Records to use ▸

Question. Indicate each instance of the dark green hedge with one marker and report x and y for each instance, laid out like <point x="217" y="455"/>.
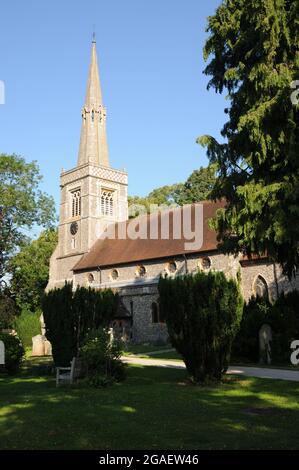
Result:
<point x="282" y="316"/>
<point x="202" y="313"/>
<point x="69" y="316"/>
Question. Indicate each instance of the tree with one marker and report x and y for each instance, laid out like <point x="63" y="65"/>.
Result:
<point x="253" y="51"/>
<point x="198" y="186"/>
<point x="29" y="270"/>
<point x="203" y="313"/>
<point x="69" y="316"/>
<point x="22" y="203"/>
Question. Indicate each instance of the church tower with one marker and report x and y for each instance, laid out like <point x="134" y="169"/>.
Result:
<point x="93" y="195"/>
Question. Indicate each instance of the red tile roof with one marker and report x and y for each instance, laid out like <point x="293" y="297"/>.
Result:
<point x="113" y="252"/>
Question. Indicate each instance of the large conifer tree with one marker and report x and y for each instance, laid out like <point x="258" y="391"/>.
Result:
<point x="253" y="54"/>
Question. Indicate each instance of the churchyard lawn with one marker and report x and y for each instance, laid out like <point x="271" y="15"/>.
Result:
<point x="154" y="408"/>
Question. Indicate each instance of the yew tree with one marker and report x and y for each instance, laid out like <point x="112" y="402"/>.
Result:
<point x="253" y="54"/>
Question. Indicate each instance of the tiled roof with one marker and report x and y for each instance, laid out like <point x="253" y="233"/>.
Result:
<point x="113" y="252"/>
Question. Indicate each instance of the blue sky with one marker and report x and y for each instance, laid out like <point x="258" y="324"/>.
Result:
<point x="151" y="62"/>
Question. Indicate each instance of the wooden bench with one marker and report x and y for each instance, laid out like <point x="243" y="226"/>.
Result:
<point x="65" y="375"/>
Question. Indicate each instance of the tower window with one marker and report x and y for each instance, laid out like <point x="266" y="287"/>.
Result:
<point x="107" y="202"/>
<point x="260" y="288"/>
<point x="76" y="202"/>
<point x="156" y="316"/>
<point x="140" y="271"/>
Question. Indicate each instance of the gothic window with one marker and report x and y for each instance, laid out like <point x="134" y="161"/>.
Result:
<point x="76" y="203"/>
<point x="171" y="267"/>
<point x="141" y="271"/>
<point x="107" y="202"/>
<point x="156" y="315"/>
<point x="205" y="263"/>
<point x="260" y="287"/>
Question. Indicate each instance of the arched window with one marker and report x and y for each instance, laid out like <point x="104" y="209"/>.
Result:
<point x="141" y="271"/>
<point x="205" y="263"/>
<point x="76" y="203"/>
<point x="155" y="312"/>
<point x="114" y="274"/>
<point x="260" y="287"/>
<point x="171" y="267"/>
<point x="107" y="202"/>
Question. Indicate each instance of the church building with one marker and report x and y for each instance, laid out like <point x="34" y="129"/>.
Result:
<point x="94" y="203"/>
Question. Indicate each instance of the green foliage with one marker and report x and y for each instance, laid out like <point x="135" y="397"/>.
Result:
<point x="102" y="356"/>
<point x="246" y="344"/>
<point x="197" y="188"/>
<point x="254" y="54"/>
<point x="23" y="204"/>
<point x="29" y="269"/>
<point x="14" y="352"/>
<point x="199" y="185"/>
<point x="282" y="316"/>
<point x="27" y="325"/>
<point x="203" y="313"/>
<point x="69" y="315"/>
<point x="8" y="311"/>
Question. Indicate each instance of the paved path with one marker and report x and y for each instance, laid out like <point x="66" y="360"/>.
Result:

Direction ▸ The records above are to be quoted exactly, with all pictures left out.

Solution ▸
Question. Indicate each instance of the dark green hedge with one marker and report x and y for each instance, laid out like <point x="217" y="455"/>.
Result:
<point x="282" y="316"/>
<point x="202" y="313"/>
<point x="69" y="316"/>
Question. Indicate each instance of the tree with one marker and report x and y for each instance, laid out like <point x="63" y="65"/>.
Result:
<point x="253" y="51"/>
<point x="198" y="186"/>
<point x="29" y="270"/>
<point x="203" y="313"/>
<point x="69" y="316"/>
<point x="22" y="203"/>
Question. Indicate each instance of the church tower with one marker and report x and y for each instance, laid out like <point x="134" y="169"/>.
Result:
<point x="93" y="195"/>
Question. Indicate each instance of the red tile roof with one marker and report x and y for each instance, laid out like <point x="293" y="297"/>.
Result:
<point x="113" y="252"/>
Question. Indicate each instance of the large conifer tree with one marker and report x and y for each instance, laid out like <point x="258" y="391"/>.
Result:
<point x="253" y="54"/>
Question. Indicate each instance of the churchyard lawn with one marker and report x and y for each instance, laid out like <point x="271" y="15"/>.
Result:
<point x="154" y="408"/>
Question. Indicate each instance of the yew tree with one marker and report x and y for each instance, laid out like <point x="112" y="402"/>.
Result:
<point x="253" y="54"/>
Question. Indicate each instance of the tiled roof with one marker and report x and y for each instance, laid out like <point x="253" y="233"/>.
Result:
<point x="113" y="252"/>
Question. Indicate each instance of the blue sky with one marker and report x and y for each instance, laid out like <point x="258" y="324"/>.
Result:
<point x="151" y="62"/>
Question. Indicate each instance of the wooden bench with one marker and report x and y for each instance, laid out like <point x="243" y="226"/>.
Result:
<point x="65" y="375"/>
Question. Indicate each instance of the tower window with one marker and report x and y for each instance, laid out like <point x="266" y="287"/>.
Result:
<point x="107" y="202"/>
<point x="260" y="288"/>
<point x="76" y="202"/>
<point x="156" y="316"/>
<point x="140" y="271"/>
Question. Indicate each instance of the gothic window with one marker and report x and y for each instance, laid out like <point x="134" y="161"/>.
Result:
<point x="76" y="203"/>
<point x="171" y="267"/>
<point x="141" y="271"/>
<point x="107" y="202"/>
<point x="156" y="315"/>
<point x="205" y="263"/>
<point x="260" y="287"/>
Question. Indicate each instance of the arched window with one marker and report x and y for each instance, laid out like <point x="104" y="209"/>.
Result:
<point x="141" y="271"/>
<point x="205" y="263"/>
<point x="76" y="203"/>
<point x="155" y="312"/>
<point x="114" y="274"/>
<point x="260" y="287"/>
<point x="171" y="267"/>
<point x="107" y="202"/>
Question. Indicate each instance of the church building with one marker and report x and y for each instance, laid out like <point x="34" y="129"/>.
Result:
<point x="94" y="203"/>
Question. Indicate each instance of the green foliage with one marker and report x and y for each instance, laid out like <point x="135" y="397"/>.
Result:
<point x="102" y="356"/>
<point x="246" y="344"/>
<point x="197" y="188"/>
<point x="254" y="54"/>
<point x="23" y="204"/>
<point x="29" y="269"/>
<point x="14" y="352"/>
<point x="199" y="185"/>
<point x="282" y="316"/>
<point x="27" y="325"/>
<point x="203" y="313"/>
<point x="69" y="315"/>
<point x="8" y="311"/>
Question. Indicate each instance of the paved path with one marker and report x and y for each instance, laid out like <point x="66" y="360"/>.
Result:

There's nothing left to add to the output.